(Position annotation records)
-------

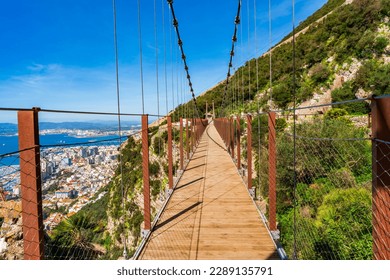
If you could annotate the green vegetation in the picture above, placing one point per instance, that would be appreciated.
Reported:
(350, 31)
(333, 198)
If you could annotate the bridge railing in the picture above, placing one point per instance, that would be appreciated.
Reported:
(57, 182)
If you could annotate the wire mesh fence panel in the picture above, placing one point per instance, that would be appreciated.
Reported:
(328, 214)
(11, 231)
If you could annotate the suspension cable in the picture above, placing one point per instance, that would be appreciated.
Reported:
(249, 47)
(234, 40)
(180, 43)
(294, 128)
(140, 55)
(270, 48)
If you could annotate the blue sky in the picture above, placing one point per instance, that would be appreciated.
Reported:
(59, 54)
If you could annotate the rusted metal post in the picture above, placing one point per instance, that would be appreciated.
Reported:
(31, 188)
(170, 162)
(381, 178)
(272, 170)
(187, 139)
(192, 135)
(249, 150)
(231, 123)
(238, 143)
(181, 145)
(145, 172)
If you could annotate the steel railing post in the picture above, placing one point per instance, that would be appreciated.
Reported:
(381, 178)
(145, 172)
(31, 187)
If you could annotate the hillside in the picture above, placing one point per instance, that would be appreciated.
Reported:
(343, 55)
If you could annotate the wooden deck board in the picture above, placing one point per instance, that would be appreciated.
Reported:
(210, 214)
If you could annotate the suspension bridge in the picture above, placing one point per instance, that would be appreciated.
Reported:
(246, 186)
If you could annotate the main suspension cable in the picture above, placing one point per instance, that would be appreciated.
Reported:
(234, 40)
(180, 43)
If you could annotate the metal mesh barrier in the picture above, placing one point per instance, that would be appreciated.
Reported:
(75, 179)
(11, 232)
(331, 216)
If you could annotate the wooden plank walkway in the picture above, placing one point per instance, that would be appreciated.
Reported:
(210, 214)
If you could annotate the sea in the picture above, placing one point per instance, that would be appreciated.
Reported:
(9, 144)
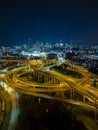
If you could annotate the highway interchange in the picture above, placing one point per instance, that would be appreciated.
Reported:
(15, 79)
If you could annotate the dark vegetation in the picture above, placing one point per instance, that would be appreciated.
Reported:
(46, 115)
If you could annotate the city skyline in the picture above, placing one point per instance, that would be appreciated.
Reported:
(49, 21)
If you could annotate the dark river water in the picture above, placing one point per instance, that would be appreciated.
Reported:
(45, 115)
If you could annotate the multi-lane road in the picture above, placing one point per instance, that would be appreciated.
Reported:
(15, 79)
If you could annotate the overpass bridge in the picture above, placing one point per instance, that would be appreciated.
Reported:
(43, 83)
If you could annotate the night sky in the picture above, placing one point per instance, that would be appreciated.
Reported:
(48, 21)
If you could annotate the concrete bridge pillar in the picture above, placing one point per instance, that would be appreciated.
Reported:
(71, 94)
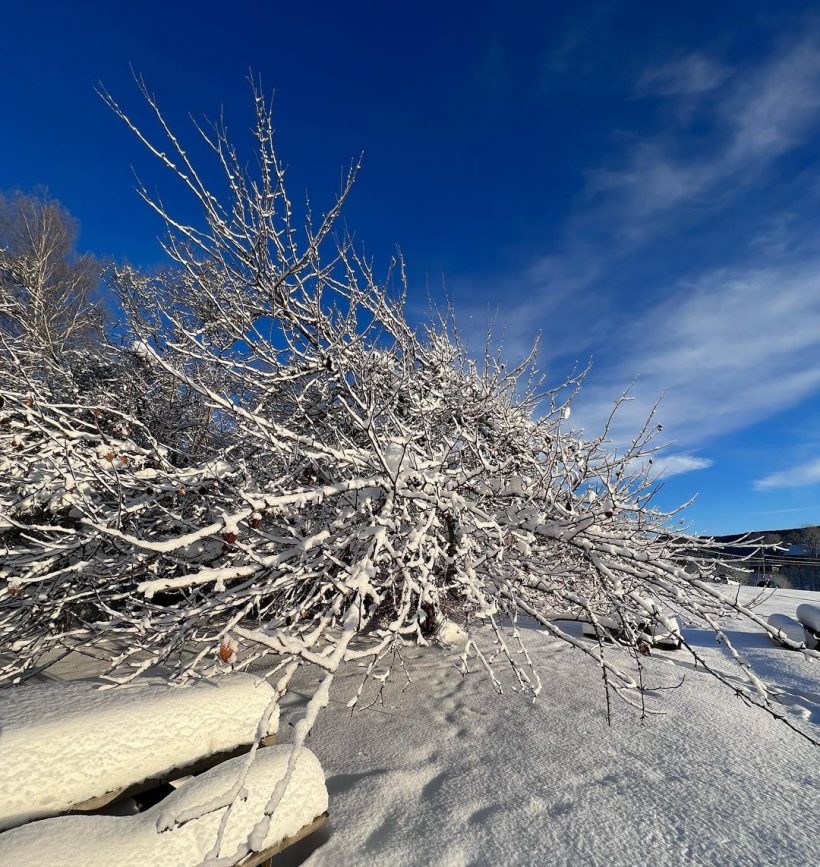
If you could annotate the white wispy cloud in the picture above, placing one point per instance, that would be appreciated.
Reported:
(799, 476)
(756, 120)
(693, 73)
(735, 346)
(727, 345)
(666, 466)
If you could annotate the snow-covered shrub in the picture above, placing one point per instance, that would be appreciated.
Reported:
(282, 468)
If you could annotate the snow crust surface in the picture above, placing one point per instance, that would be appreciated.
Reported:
(64, 743)
(448, 773)
(133, 841)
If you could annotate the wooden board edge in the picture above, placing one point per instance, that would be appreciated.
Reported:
(259, 859)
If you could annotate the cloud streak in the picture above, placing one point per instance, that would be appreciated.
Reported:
(800, 476)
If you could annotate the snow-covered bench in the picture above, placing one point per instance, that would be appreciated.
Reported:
(809, 615)
(126, 841)
(71, 747)
(791, 629)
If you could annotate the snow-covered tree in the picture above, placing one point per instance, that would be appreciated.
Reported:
(49, 301)
(278, 469)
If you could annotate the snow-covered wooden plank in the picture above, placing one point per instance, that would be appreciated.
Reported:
(790, 627)
(71, 746)
(263, 859)
(809, 615)
(123, 841)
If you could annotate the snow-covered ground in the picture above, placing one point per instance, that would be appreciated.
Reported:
(446, 772)
(449, 773)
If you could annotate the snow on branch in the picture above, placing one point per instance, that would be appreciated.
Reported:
(286, 468)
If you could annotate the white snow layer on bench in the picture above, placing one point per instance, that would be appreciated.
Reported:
(809, 616)
(789, 627)
(124, 841)
(62, 744)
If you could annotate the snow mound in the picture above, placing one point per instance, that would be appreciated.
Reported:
(790, 627)
(123, 841)
(63, 744)
(809, 615)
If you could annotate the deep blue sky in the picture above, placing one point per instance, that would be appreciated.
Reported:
(638, 182)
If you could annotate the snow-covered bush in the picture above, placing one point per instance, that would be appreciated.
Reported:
(279, 467)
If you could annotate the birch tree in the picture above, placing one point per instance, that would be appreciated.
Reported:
(328, 483)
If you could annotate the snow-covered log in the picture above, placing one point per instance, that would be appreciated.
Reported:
(809, 615)
(789, 628)
(122, 841)
(279, 470)
(66, 743)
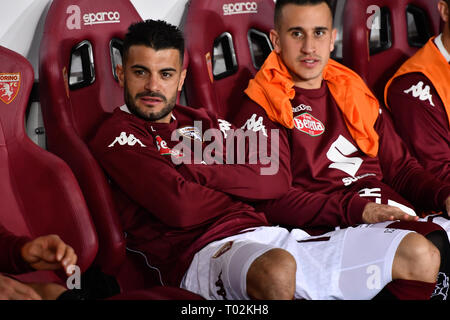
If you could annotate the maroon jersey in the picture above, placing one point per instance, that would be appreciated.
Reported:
(170, 211)
(421, 121)
(11, 260)
(332, 179)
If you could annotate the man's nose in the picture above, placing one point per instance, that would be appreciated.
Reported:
(309, 45)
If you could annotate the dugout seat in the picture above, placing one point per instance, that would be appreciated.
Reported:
(80, 47)
(379, 35)
(39, 193)
(227, 42)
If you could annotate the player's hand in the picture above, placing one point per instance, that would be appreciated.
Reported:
(49, 253)
(374, 213)
(11, 289)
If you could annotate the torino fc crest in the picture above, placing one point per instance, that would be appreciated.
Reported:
(9, 86)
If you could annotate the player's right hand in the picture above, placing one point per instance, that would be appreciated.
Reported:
(11, 289)
(374, 213)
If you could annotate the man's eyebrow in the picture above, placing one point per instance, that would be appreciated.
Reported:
(138, 66)
(298, 28)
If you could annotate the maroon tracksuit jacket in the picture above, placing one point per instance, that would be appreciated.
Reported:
(332, 179)
(169, 211)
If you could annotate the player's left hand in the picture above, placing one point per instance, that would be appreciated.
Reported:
(49, 253)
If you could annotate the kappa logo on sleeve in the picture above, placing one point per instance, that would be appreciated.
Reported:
(191, 133)
(421, 92)
(224, 126)
(255, 125)
(124, 139)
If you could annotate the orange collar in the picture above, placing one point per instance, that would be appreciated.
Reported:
(273, 89)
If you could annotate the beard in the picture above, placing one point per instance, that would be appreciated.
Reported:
(139, 112)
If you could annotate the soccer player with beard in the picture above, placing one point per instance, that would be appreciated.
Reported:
(189, 220)
(346, 164)
(419, 98)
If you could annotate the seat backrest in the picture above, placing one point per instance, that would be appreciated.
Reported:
(227, 42)
(80, 47)
(39, 193)
(379, 35)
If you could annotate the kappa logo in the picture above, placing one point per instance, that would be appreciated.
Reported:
(9, 86)
(224, 126)
(255, 125)
(306, 123)
(418, 91)
(73, 21)
(191, 133)
(239, 8)
(124, 139)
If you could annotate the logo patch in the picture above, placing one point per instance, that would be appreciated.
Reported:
(421, 92)
(73, 21)
(191, 133)
(9, 86)
(123, 139)
(255, 125)
(239, 8)
(164, 149)
(306, 123)
(301, 108)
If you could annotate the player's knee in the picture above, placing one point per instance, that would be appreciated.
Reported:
(416, 259)
(272, 276)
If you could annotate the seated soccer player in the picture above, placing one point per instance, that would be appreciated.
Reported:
(186, 215)
(346, 164)
(22, 255)
(419, 98)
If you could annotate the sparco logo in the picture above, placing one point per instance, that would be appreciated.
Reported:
(74, 19)
(240, 8)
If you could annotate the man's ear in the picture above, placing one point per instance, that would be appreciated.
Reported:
(443, 10)
(333, 39)
(275, 39)
(119, 72)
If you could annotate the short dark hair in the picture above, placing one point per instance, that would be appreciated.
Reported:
(155, 34)
(279, 5)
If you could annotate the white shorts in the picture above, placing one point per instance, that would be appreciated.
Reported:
(350, 264)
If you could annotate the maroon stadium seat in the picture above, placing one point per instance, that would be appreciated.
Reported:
(239, 31)
(376, 58)
(77, 88)
(39, 193)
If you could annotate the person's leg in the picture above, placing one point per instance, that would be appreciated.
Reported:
(246, 266)
(272, 276)
(48, 291)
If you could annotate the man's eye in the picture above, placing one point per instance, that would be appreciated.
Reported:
(320, 33)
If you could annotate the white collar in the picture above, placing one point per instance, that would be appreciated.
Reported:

-------

→ **TASK BRIEF**
Reproduce everything from the line containing "If you could annotate the man's eye in" down to the end of the data, without changes.

→ **RESULT FOR THIS EXERCISE**
If you could annotate the man's eye in the picture above, placing one point per instance, that would be appreciated.
Reported:
(320, 33)
If you could annotate the white collar in the picture above, placing one point per instance, that would be appreciated.
Reported:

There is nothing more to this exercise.